Trecho do documento
::::

Uma característica recorrente nos ataques em Jonglei é a extrema violência. Uma mulher, ferida a tiros e atendida por equipes de MSF em Pibor, disse que havia fugido para a mata com seu marido, filhos e outros 15 familiares. Após correr por mais de onze horas, eles foram encontrados por um grupo de homens armados que simplesmente abriram fogo. “Nós nos separamos. Eles acertaram minha coxa e o meu bebê, que estava nas minhas costas. Eu tentei me esconder na grama alta, mas, como o meu bebê estava chorando, eles me encontraram. Eles começaram a bater na minha filha até ela ficar quieta. Eles foram embora porque acharam que estávamos mortos”. O filho desta mulher levou um tiro no peito, mas felizmente sobreviveu após ser atendido pelas equipes de MSF.

MSF está seriamente preocupada com a saúde e o bem-estar da população civil que teve que fugir. Essas pessoas estão se escondendo na mata, com pouco ou nenhum abrigo e acesso limitado a alimentos, portanto mais suscetíveis a doenças. E quando eles voltam para casa, é comum encontrarem apenas cinzas onde suas casas costumavam ficar.

Lekwongole, uma aldeia no norte da cidade de Pibor, onde MSF tem uma clínica, praticamente não existe mais, e tudo que restou da clínica no local são o piso e as paredes de concreto. “As pessoas me contaram que durante o dia elas se aventuram a sair de seus esconderijos em busca de alimento ou de cuidados médicos, que MSF voltou a oferecer no dia 18 de janeiro. Mas à noite eles voltam a se esconder na mata, onde correm um risco ainda maior de contrair malária ou infecções respiratórias”, disse a coordenadora de projeto Karel Janssens. Em Pibor, aproximadamente metade das consultas realizadas desde o dia 7 de janeiro foram casos de malária.

Um padrão muito preocupante está se evidenciando no Sudão do Sul, onde as pessoas – e seus já escassos recursos – estão sendo deliberadamente alvejadas por todos os grupos armados envolvidos nos conflitos internos. Hospitais, clínicas e fontes de água também são alvos desta violência, o que sugere que a tática destes grupos é privar as pessoas dos cuidados essenciais de sobrevivência exatamente quando elas mais precisam, que é quando fogem para a mata. Para Colette Gadenne, coordenadora de operações de MSF no Sudão do Sul, o mais preocupante da situação é que a população civil está sendo alvejada. “Após esses ataques, muitas mulheres e crianças que levaram tiros, ou que foram esfaqueadas ou espancadas, estão procurando MSF. Elas acham que estão seguras escondidas na mata, mas, pelo visto, fugir não é o suficiente.”

::::

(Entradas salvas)
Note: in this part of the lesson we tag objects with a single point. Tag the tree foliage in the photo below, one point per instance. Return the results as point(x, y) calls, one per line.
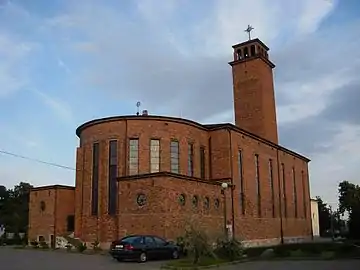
point(14, 207)
point(324, 216)
point(349, 201)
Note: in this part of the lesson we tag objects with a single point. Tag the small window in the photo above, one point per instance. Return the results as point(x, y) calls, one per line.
point(217, 203)
point(70, 223)
point(190, 159)
point(141, 199)
point(207, 203)
point(246, 52)
point(239, 54)
point(252, 50)
point(195, 201)
point(174, 156)
point(182, 199)
point(154, 156)
point(133, 156)
point(202, 162)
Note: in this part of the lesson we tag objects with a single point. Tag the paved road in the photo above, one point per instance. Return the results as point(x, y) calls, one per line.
point(12, 259)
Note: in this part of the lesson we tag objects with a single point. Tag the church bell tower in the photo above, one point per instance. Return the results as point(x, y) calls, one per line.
point(253, 85)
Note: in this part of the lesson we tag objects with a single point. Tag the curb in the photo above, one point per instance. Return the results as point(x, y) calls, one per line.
point(204, 267)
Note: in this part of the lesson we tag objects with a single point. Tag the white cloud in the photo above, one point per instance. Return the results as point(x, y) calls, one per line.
point(13, 54)
point(340, 163)
point(181, 65)
point(58, 106)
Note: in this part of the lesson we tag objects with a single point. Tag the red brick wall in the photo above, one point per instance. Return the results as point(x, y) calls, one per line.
point(223, 164)
point(254, 99)
point(163, 214)
point(41, 222)
point(59, 204)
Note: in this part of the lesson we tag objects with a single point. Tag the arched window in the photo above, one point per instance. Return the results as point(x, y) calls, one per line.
point(239, 54)
point(246, 52)
point(252, 50)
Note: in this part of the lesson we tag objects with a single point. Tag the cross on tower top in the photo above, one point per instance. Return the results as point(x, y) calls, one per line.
point(248, 30)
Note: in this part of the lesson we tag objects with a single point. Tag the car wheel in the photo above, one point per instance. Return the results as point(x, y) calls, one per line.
point(175, 254)
point(143, 257)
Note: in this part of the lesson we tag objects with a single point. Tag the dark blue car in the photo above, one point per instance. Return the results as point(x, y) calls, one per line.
point(143, 248)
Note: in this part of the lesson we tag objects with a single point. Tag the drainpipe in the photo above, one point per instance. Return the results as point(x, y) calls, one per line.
point(280, 199)
point(55, 214)
point(82, 194)
point(232, 183)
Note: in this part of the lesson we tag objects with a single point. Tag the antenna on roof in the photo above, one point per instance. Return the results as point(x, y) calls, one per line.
point(138, 104)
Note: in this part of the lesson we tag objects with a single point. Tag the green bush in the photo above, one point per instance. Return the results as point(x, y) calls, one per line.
point(81, 247)
point(196, 243)
point(229, 249)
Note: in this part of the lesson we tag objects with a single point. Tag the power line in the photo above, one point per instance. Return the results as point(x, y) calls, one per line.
point(37, 160)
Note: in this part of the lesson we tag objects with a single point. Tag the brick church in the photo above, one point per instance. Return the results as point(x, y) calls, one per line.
point(152, 174)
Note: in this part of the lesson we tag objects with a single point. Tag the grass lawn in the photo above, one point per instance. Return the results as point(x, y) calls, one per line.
point(324, 250)
point(188, 262)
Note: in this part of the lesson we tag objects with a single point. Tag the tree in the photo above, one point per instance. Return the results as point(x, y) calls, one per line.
point(14, 207)
point(349, 201)
point(324, 216)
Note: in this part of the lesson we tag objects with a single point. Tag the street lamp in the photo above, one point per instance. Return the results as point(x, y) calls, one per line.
point(224, 186)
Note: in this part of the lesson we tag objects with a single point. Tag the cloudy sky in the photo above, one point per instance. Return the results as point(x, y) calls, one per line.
point(63, 62)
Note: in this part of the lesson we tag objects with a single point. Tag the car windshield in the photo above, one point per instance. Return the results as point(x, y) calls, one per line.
point(131, 240)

::::

Lista de exercícios
A) Responda, com base no trecho sobre os ataques em Jonglei:
(i) Por quanto tempo a mulher ferida e sua família correram antes de serem encontradas pelo grupo de homens armados?
(ii) O que restou da clínica de MSF em Lekwongole?
(iii) Qual é o cargo de Colette Gadenne?
B) Copie do trecho sobre os ataques em Jonglei a passagem que começa nas palavras "MSF está seriamente" e termina após "casas costumavam ficar.", sem qualquer alteração.

Respostas por tarefa
A)
(i) Por mais de onze horas.
(ii) Apenas o piso e as paredes de concreto.
(iii) Coordenadora de operações de MSF no Sudão do Sul.

B)
MSF está seriamente preocupada com a saúde e o bem-estar da população civil que teve que fugir. Essas pessoas estão se escondendo na mata, com pouco ou nenhum abrigo e acesso limitado a alimentos, portanto mais suscetíveis a doenças. E quando eles voltam para casa, é comum encontrarem apenas cinzas onde suas casas costumavam ficar.